## SELECTED EXTRACT
______________________________
Key Components of a P&L Statement
Every well-prepared profit and loss statement includes the following building blocks. The exact line items will vary by industry — a SaaS company will not have inventory, and a restaurant will track food cost separately from beverage cost — but the structure below applies to almost every business.
Revenue (Top Line)
All money earned from sales of goods and services during the period, broken down by product line, service line, or business segment.
Sales Returns and Allowances
Credits issued for returned merchandise, discounts, and allowances. Net revenue is gross revenue minus these contra-revenue accounts.
Cost of Goods Sold (COGS)
Direct cost of producing or acquiring whatever was sold, including raw materials, direct labor, and freight-in.
Gross Profit
Net revenue minus COGS. The single most important line for understanding product economics.
Operating Expenses
Indirect costs of running the business — payroll, rent, marketing, software, professional fees, insurance, depreciation, and administrative costs.
Operating Income (EBIT)
Gross profit minus operating expenses. Measures profitability of the core business before financing and tax decisions.
Interest Expense
Interest paid on loans, lines of credit, and other debt. Only the interest portion belongs on the P&L — principal repayments do not.
Income Tax Expense
Federal, state, and local income tax for the period, including current and deferred tax components.
Net Income (Bottom Line)
What is left after all revenue, costs, expenses, interest, and taxes. The number that flows into retained earnings on the balance sheet.
Profit Metrics Explained
The P&L produces several profit measures, and each answers a different question about business performance. Understanding the difference is essential for talking with bankers, investors, or your CPA.
______________________________
## PROBLEMS AND TASKS
#1 In the P&L statement text, which portion of loan payments belongs on the P&L?
#2 Reproduce the P&L statement text word for word, everything from "Net Income (Bottom" down to "the balance sheet.".
The material that comes next is from a separate source.
______________________________
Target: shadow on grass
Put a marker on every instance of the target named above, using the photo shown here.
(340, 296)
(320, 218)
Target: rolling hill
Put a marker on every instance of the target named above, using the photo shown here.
______________________________
## SET OF ANSWERS
#1 Only the interest portion belongs on the P&L; principal repayments do not.

#2
Net Income (Bottom Line)
What is left after all revenue, costs, expenses, interest, and taxes. The number that flows into retained earnings on the balance sheet.